Start of Input

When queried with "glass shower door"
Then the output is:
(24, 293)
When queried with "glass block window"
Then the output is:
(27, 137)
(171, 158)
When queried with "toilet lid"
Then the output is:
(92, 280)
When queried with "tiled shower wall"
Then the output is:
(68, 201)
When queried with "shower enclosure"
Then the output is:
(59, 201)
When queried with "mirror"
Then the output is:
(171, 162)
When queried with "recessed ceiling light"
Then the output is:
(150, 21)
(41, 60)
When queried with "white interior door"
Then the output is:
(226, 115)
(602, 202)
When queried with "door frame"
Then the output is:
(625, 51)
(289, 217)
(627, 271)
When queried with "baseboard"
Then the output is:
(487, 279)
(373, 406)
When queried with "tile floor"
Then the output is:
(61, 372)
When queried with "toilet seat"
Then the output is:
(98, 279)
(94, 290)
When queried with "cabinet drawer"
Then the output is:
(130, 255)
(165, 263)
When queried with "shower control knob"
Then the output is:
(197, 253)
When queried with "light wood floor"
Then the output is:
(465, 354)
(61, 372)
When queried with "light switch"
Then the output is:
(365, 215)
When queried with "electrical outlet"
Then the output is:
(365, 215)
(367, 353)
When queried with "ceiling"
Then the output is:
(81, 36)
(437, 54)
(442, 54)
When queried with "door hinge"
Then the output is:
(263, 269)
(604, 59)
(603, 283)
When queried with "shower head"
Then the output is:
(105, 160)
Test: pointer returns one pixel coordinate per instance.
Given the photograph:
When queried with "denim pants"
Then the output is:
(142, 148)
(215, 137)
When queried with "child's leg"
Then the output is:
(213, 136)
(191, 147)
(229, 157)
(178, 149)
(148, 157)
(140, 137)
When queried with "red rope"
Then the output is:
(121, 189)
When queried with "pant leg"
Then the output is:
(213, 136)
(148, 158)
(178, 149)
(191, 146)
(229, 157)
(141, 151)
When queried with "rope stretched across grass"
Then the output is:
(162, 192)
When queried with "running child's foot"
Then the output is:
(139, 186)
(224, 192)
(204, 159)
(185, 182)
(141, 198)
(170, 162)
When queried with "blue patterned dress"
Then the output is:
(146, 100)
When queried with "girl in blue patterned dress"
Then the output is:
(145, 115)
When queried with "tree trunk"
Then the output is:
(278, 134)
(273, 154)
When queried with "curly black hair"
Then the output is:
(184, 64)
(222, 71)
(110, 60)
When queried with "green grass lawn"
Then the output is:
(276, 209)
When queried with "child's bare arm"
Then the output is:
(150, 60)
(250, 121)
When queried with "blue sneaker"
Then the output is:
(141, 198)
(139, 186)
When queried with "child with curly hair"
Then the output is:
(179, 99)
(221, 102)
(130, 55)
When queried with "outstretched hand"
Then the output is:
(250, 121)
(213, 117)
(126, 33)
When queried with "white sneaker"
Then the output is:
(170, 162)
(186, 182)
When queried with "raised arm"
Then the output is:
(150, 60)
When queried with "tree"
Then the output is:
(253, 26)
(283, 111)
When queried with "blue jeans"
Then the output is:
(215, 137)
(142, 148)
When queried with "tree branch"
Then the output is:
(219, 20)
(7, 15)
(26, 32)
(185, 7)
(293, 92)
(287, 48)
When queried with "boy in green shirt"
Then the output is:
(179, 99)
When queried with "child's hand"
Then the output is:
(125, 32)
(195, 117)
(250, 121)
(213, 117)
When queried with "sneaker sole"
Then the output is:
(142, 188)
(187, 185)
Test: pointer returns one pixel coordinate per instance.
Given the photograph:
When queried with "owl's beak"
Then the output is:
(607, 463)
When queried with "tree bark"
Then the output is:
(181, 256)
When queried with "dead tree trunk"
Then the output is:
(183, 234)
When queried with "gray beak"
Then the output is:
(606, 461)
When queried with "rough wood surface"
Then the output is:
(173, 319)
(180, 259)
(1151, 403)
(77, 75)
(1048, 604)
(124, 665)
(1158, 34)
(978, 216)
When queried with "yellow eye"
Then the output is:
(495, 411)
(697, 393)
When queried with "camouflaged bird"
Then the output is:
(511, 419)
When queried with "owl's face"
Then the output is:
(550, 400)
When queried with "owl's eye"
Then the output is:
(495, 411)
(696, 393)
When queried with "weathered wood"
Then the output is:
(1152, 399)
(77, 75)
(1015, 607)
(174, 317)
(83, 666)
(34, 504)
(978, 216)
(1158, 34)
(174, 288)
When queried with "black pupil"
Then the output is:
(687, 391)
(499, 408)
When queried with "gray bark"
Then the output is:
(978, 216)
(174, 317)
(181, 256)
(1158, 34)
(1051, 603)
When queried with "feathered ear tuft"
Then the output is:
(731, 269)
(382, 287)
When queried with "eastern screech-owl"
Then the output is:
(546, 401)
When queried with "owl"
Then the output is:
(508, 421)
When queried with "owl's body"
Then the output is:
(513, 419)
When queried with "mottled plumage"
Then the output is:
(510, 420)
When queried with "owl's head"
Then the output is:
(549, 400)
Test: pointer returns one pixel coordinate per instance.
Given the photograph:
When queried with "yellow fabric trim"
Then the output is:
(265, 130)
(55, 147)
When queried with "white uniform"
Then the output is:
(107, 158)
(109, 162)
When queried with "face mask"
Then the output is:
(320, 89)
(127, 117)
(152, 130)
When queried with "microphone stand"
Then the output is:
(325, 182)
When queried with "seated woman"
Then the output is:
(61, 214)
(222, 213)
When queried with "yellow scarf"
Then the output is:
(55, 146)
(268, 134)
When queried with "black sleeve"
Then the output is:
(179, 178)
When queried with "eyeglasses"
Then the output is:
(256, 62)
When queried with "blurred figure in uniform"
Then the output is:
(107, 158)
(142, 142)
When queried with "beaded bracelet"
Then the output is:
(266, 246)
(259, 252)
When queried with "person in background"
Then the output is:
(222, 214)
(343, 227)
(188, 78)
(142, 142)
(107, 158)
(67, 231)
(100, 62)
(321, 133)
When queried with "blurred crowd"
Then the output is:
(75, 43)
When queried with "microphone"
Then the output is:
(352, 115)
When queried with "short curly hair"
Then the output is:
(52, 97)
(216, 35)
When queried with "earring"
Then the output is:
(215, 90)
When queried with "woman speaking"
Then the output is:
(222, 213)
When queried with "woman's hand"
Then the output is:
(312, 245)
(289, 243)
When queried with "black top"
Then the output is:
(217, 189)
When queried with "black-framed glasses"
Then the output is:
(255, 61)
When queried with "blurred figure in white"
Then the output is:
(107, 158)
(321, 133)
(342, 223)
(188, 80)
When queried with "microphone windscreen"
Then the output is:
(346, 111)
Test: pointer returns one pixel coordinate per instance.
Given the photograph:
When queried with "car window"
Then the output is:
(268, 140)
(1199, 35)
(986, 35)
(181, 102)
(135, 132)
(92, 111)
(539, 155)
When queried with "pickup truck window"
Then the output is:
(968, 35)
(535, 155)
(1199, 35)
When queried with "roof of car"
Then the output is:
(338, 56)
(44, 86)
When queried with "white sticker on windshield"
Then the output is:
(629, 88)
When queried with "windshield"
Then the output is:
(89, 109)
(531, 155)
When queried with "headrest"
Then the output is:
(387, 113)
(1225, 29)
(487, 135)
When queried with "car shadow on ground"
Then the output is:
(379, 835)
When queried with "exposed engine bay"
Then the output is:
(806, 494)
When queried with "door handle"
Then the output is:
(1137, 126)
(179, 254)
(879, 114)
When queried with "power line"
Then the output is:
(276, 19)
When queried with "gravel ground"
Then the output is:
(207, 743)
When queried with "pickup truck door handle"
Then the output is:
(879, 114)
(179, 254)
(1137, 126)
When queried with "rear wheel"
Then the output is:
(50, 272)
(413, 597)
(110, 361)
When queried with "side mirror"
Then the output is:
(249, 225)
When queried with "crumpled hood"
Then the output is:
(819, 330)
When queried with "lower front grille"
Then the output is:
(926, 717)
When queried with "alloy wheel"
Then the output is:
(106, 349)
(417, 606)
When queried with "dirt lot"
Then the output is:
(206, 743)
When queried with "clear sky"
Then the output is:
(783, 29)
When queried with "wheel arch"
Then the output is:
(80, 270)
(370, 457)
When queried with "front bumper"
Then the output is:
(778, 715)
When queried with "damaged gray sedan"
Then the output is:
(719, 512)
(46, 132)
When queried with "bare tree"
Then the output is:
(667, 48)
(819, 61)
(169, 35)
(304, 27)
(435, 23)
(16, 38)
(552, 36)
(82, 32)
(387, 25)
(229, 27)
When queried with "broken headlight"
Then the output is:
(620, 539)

End of Input

How many lines in the data above contain the string "truck"? Give only the number.

2